- _Requirement_:
In the passage on mental images below, list every part of an animal that the text says we remember.

- _Text section_:
====

Everyone has what may be styled a mental image or a memory picture of his familiar surroundings. To represent these mental images accurately was the aim of the Greeks. They endeavoured to make real their ideas, and are therefore realists rather than idealists. But since both these terms are presently applied to the classes of people mentioned above, it is confusing to use them in speaking of the ancient Greeks. This is also true of the modern use of the word “elimination,” by which most writers mean “an intentional omission or suppression of details”. The absence of unnecessary details in Greek sculpture was not due to conscious eclecticism, but to the fact that such details have no place in one’s mental images.

The mental image or the memory picture is the impression left upon one after seeing a great many objects of the same type. It is in the nature of the Platonic idea, purified and freed from all individual or accidental ingredients. At times it may even be strangely at variance with a particular object of the class to which it belongs. The human memory is a peculiarly uncertain faculty, and in its primitive stage, though quick to respond, very inaccurate. The shape of a square sheet of paper is readily remembered, and so is a pencil or any other uniform and simple object. Our mental image of an animal is less distinct. We remember the head and the legs and the tail, and perhaps the body, if it is a prominent part, as in the case of a dog or a horse; but all these parts are unconnected, and if a child, for instance, is asked to draw a man, he will remember the head and arms and legs, but will not know how to join them together. His mental image of the man as a whole is too indistinct to guide him. In nature the several parts are united in easily flowing curves – they grow together; in our mental image they are simply put together.

====

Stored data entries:

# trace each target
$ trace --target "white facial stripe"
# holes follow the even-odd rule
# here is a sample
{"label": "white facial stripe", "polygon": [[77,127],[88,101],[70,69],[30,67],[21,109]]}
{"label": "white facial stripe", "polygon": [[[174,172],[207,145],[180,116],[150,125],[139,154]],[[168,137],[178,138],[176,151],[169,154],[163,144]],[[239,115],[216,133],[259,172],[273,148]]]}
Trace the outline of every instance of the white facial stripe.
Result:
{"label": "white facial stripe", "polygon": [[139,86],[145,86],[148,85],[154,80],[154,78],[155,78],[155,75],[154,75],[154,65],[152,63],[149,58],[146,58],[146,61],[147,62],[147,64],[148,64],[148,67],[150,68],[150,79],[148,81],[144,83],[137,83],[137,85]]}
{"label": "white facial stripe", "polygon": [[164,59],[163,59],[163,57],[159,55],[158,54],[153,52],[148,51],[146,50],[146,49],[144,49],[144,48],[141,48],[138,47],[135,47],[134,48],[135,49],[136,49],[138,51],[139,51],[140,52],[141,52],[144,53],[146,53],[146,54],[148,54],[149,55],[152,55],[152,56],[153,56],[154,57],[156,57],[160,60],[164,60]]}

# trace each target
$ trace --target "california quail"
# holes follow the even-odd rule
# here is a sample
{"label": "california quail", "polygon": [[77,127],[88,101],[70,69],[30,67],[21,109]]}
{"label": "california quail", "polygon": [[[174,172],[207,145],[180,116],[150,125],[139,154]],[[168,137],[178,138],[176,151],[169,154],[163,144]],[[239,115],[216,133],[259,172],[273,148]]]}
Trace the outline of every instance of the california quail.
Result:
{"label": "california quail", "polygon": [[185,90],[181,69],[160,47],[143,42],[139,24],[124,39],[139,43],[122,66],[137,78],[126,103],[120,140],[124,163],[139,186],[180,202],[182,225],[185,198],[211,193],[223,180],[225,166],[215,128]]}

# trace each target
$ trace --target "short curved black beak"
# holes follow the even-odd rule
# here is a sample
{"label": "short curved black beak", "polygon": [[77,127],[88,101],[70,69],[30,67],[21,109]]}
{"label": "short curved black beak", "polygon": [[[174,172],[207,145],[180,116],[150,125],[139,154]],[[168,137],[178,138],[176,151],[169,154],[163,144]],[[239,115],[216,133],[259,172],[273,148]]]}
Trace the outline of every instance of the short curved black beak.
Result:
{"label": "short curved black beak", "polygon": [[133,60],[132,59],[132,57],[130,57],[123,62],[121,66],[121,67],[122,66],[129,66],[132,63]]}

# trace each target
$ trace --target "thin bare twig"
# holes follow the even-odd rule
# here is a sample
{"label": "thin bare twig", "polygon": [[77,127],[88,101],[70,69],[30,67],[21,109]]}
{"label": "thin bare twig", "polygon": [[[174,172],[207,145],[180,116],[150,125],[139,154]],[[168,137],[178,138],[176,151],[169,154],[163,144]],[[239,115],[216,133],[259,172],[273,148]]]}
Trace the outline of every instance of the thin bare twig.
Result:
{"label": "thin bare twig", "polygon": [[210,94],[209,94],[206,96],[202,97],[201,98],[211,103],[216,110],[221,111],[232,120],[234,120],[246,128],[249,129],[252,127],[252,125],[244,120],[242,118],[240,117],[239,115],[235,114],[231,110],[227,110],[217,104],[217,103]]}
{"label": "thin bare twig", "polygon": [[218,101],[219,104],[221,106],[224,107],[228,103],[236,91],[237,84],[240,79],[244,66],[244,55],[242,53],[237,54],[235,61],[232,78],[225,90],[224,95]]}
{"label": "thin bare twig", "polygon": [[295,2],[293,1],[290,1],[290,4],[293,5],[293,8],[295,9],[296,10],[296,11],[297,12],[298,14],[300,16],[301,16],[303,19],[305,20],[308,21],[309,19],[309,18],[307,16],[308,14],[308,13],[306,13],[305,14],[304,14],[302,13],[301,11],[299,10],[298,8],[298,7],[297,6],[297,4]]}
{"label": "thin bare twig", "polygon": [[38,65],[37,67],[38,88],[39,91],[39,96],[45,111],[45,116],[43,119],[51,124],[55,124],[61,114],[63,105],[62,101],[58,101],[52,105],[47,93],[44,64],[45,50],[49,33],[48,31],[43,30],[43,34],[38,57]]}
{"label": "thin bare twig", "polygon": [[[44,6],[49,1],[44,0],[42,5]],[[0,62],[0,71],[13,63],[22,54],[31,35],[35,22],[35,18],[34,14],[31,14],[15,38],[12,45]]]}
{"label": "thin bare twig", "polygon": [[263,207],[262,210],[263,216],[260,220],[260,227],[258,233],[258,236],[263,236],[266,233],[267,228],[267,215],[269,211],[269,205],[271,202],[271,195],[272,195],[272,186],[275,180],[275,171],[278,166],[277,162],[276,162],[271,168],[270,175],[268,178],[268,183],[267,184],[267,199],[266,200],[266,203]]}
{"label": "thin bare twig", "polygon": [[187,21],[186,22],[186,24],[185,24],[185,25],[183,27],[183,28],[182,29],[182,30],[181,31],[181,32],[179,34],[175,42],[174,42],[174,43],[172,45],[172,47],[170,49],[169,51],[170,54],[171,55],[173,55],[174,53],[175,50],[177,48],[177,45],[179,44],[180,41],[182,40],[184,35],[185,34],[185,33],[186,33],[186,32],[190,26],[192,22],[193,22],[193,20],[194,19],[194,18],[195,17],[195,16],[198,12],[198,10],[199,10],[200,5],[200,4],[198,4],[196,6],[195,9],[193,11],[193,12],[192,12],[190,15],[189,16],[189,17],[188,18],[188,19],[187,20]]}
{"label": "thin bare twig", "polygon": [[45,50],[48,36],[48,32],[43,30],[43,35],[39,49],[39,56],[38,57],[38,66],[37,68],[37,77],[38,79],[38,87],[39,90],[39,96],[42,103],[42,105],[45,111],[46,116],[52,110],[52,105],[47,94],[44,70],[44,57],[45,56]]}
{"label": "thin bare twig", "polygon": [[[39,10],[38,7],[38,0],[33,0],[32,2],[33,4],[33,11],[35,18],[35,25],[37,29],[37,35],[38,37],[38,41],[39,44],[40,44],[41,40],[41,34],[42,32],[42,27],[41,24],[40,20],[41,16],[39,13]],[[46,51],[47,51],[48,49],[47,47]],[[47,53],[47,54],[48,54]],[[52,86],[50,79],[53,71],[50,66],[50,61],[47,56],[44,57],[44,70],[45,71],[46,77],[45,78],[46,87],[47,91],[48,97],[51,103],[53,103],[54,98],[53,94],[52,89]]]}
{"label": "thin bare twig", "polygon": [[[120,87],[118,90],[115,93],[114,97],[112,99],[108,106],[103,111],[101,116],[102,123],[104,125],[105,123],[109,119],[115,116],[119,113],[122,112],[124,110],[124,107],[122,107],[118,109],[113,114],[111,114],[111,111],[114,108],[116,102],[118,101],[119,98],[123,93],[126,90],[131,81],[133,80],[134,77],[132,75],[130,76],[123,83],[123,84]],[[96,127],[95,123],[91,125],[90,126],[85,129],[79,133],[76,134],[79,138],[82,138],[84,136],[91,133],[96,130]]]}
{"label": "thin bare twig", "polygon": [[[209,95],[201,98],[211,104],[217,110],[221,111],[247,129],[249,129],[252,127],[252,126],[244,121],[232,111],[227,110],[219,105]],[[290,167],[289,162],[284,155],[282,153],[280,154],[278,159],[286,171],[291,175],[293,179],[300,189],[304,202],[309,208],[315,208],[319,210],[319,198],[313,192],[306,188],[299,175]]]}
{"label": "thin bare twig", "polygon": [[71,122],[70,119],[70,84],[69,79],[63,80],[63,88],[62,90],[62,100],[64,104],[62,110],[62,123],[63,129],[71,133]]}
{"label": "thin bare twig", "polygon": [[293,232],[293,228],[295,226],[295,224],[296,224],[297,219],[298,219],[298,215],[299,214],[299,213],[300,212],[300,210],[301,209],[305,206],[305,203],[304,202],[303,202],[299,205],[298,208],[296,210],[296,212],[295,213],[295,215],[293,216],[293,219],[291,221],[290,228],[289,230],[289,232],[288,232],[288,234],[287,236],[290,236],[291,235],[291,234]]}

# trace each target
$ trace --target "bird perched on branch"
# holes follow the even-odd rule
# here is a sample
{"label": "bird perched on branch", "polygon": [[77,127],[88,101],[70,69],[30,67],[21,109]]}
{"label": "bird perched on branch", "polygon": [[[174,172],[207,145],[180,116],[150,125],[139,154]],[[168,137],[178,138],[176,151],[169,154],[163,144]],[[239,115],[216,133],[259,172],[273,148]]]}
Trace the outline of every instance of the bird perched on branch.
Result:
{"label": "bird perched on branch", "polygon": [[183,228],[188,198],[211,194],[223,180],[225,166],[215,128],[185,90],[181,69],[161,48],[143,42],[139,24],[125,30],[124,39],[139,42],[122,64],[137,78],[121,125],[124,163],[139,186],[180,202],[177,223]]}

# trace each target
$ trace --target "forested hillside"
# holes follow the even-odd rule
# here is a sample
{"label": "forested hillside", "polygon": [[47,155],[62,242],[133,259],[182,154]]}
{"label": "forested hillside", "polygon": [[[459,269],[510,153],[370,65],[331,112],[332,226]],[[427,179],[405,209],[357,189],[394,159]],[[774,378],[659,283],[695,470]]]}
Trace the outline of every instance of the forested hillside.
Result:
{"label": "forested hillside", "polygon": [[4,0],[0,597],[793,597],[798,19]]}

====

- _Response_:
The head, the legs, the tail, and perhaps the body (if it is a prominent part, as in a dog or a horse).